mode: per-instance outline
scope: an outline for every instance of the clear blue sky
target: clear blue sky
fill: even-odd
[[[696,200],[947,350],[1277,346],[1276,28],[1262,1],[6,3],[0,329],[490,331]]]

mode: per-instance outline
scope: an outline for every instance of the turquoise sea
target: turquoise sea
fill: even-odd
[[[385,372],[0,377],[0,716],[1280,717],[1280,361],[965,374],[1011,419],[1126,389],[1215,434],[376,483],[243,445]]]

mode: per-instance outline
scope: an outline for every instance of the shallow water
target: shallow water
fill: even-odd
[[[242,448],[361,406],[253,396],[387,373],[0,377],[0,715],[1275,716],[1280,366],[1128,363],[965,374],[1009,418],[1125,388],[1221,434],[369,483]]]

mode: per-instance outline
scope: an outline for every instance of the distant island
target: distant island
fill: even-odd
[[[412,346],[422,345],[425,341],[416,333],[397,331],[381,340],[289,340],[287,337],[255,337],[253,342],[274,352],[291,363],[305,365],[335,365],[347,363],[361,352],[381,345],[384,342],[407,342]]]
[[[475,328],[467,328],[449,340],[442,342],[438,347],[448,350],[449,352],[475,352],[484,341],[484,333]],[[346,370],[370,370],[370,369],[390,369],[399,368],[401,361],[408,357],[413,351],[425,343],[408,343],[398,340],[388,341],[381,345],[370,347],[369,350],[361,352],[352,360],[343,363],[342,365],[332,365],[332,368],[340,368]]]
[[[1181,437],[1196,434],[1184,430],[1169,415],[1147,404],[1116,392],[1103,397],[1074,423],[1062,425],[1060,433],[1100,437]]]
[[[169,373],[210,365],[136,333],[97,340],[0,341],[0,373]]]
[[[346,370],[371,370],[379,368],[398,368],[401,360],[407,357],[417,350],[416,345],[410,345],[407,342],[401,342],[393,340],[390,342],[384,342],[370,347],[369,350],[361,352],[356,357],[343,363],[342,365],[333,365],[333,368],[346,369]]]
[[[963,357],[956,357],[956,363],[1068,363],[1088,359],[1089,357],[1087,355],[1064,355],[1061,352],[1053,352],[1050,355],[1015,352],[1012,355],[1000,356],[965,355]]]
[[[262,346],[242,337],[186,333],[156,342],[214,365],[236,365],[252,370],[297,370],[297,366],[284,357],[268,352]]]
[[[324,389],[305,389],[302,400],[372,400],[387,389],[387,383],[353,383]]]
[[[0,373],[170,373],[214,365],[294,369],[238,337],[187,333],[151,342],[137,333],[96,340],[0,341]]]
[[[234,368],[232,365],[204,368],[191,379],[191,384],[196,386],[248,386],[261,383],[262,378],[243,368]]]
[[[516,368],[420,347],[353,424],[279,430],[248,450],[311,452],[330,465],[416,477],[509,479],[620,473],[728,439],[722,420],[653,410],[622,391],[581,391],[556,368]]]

....

**What is needed**
Transcribe the whole listing with nothing added or left out.

**Solution to this problem**
mode: per-instance outline
scope: an outline for every instance of the clear blue sky
target: clear blue sky
fill: even-odd
[[[696,200],[947,350],[1277,346],[1276,28],[1262,1],[6,3],[0,329],[490,331]]]

mode: per-instance outline
scope: an outline for every instance of the turquoise sea
target: turquoise sea
fill: even-odd
[[[385,372],[0,377],[0,716],[1280,717],[1280,361],[965,374],[1011,419],[1126,389],[1215,434],[376,483],[243,445]]]

mode: per-instance outline
scope: an outline for every instance of the shallow water
target: shallow water
fill: even-odd
[[[242,448],[361,406],[253,396],[387,373],[0,377],[0,715],[1275,716],[1280,366],[1128,363],[965,374],[1009,418],[1125,388],[1221,434],[369,483]]]

mode: per-instance outline
scope: an outline for every instance of the distant island
target: distant island
fill: even-odd
[[[412,346],[422,345],[425,341],[416,333],[397,331],[381,340],[289,340],[287,337],[255,337],[253,342],[274,352],[291,363],[305,365],[335,365],[347,363],[361,352],[381,345],[384,342],[407,342]]]
[[[475,328],[467,328],[449,340],[442,342],[438,347],[448,350],[449,352],[475,352],[484,341],[484,333]],[[346,370],[370,370],[370,369],[390,369],[399,368],[401,361],[408,357],[413,351],[425,343],[408,343],[398,340],[388,341],[381,345],[370,347],[369,350],[361,352],[352,360],[343,363],[342,365],[332,365],[332,368],[340,368]]]
[[[1181,437],[1196,434],[1184,430],[1169,415],[1147,404],[1116,392],[1103,397],[1074,423],[1062,425],[1060,433],[1100,437]]]
[[[169,373],[210,365],[136,333],[97,340],[0,341],[0,373]]]
[[[346,370],[371,370],[379,368],[398,368],[401,360],[407,357],[417,350],[416,345],[410,345],[407,342],[401,342],[393,340],[390,342],[384,342],[370,347],[369,350],[361,352],[356,357],[343,363],[342,365],[333,365],[333,368],[346,369]]]
[[[963,357],[956,357],[956,363],[1068,363],[1088,359],[1089,357],[1087,355],[1064,355],[1061,352],[1053,352],[1050,355],[1015,352],[1012,355],[1000,356],[965,355]]]
[[[262,346],[242,337],[186,333],[156,342],[214,365],[236,365],[252,370],[297,370],[297,366],[284,357],[268,352]]]
[[[324,389],[305,389],[302,400],[372,400],[387,389],[387,383],[353,383]]]
[[[0,373],[170,373],[214,365],[294,369],[238,337],[187,333],[151,342],[137,333],[96,340],[0,341]]]
[[[234,368],[232,365],[204,368],[191,379],[191,384],[196,386],[248,386],[261,383],[262,378],[243,368]]]
[[[516,368],[420,347],[353,424],[279,430],[248,450],[311,452],[330,465],[416,477],[509,479],[620,473],[728,439],[722,420],[653,410],[622,391],[581,391],[556,368]]]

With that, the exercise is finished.